> Objectif énoncé 1
Dans la critique ci-dessous, relevez tous les objets qui composent la vanité que la lecture fait apparaître aux yeux de l'auteur de la critique.

> Extrait de page

★ ★ ★ ★ ★

Le vent dans la maison
de François Emmanuel

critiqué par Fee carabine, le 23 octobre 2004
( - 50 ans)


La note:  étoiles
Une admirable vanité
Vanité, vanitas - en référence au fameux verset de l'Ecclésiaste - ou encore memento mori, ces noms désignent un type particulier de nature morte que les peintres du siècle d'or hollandais ont admirablement illustré: un crâne - rappel de notre nature mortelle, des livres - de la vanité de la connaissance, un verre de vin - de la futilité des plaisirs terrestres... Au fil de ma lecture du "Vent dans la maison", j'ai vu se dessiner devant mes yeux une de ces vanités: un crâne, quelques livres, un verre de vin baignant dans la lumière chaude et vacillante d'une bougie. Un tableau qui n'existe probablement pas. Il y a bien au Mauritshuis à La Haye une nature morte représentant un livre et une bougie allumée, incitation à la méditation et la quête du savoir, mais ce tableau n'est pas une vanité. Et si la bougie fait bien partie des motifs traditionnels de la vanité, elle y est en principe éteinte, car la flamme est le symbole de l'âme qui, au moment de la mort, quitte le corps et se libère du monde matériel... Mais peu importe, au fil des pages du "Vent dans la maison", c'est bien une vanité illuminée par la lumière d'une bougie que j'ai vu surgir devant mes yeux. Et au moment de refermer ce livre, je voudrais m'abîmer dans la contemplation de ce tableau, ne surtout pas rompre le silence, un silence que seul vient troubler le souffle du vent qui balaie l'étendue de l'Aïr ou les plages de la mer du Nord.

★ ★ ★ ★ ★

> Extrait de données
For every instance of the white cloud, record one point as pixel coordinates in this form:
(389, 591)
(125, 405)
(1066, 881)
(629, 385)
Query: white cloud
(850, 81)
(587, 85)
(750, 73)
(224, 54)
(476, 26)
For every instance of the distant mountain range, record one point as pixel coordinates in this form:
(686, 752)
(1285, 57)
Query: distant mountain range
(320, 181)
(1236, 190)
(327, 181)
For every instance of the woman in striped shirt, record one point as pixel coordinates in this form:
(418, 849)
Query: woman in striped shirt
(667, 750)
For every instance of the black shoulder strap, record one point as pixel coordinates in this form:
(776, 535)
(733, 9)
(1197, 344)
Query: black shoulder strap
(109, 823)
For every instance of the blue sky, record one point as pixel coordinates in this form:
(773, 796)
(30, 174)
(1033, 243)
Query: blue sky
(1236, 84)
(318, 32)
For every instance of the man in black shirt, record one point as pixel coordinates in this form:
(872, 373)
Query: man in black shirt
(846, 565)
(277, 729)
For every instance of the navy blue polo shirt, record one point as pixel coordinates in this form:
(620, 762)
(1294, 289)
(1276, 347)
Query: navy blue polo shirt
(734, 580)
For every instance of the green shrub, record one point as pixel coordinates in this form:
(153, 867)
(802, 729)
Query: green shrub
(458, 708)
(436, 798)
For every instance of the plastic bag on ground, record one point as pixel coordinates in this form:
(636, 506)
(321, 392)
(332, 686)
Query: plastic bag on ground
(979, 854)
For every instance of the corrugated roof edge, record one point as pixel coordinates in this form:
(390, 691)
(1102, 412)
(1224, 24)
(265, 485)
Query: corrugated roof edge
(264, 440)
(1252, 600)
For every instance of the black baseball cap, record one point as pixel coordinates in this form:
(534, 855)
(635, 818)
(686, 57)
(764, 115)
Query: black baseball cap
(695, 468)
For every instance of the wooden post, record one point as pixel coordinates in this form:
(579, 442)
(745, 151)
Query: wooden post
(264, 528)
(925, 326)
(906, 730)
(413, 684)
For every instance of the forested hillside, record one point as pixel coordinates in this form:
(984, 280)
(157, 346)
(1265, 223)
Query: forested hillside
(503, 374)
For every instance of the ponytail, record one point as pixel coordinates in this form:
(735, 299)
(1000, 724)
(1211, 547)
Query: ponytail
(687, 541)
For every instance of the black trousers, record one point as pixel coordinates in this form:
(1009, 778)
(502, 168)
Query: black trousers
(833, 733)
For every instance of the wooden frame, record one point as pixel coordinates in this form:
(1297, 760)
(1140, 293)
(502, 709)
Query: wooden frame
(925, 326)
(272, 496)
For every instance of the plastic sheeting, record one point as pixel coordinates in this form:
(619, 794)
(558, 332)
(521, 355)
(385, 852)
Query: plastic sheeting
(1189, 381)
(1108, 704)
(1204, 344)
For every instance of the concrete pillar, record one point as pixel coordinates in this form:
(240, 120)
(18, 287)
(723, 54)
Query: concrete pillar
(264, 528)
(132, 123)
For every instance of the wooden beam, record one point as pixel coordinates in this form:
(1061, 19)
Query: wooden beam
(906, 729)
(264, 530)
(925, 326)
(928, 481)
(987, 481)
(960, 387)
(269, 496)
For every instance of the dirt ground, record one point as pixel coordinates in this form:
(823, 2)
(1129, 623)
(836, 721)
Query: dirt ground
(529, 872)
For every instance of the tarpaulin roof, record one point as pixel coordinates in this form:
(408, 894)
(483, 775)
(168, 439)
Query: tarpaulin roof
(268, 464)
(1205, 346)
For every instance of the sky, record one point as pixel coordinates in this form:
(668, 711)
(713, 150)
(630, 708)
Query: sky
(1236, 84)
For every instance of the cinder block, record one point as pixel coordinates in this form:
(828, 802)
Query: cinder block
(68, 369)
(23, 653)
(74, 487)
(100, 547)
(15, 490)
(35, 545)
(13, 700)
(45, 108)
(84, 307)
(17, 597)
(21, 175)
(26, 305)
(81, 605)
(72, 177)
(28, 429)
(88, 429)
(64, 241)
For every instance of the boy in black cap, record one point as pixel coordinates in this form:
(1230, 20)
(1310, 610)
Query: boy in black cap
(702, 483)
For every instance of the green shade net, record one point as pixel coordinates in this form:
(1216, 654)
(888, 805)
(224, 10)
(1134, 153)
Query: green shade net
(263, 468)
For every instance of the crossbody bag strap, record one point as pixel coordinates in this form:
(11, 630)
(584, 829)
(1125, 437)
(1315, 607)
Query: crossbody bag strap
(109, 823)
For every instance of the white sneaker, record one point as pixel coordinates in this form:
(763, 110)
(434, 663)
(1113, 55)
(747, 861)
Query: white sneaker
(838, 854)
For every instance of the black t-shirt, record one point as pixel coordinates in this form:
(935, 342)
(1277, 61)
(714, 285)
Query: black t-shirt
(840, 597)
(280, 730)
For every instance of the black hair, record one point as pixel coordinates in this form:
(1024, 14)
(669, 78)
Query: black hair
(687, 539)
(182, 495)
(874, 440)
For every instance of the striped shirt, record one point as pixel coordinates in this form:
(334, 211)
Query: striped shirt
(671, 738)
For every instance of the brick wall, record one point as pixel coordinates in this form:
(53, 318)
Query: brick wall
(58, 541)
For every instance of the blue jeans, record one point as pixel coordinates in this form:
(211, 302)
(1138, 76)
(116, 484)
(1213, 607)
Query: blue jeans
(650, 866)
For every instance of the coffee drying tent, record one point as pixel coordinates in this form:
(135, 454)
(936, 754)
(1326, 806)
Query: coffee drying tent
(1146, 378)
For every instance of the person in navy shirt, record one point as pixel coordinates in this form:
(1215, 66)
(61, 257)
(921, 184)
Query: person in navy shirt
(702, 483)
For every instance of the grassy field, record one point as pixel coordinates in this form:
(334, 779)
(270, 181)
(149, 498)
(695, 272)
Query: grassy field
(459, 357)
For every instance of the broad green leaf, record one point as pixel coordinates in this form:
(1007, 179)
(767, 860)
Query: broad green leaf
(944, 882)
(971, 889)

★ ★ ★ ★ ★

> Objectif énoncé 2
Trouvez chaque ligne des entrées ci-dessus qui contient le mot « woman », puis recopiez-la.

> Réponse rédigée 1
Un crâne, quelques livres, un verre de vin et une bougie.

> Réponse rédigée 2
For every instance of the woman in striped shirt, record one point as pixel coordinates in this form:
Query: woman in striped shirt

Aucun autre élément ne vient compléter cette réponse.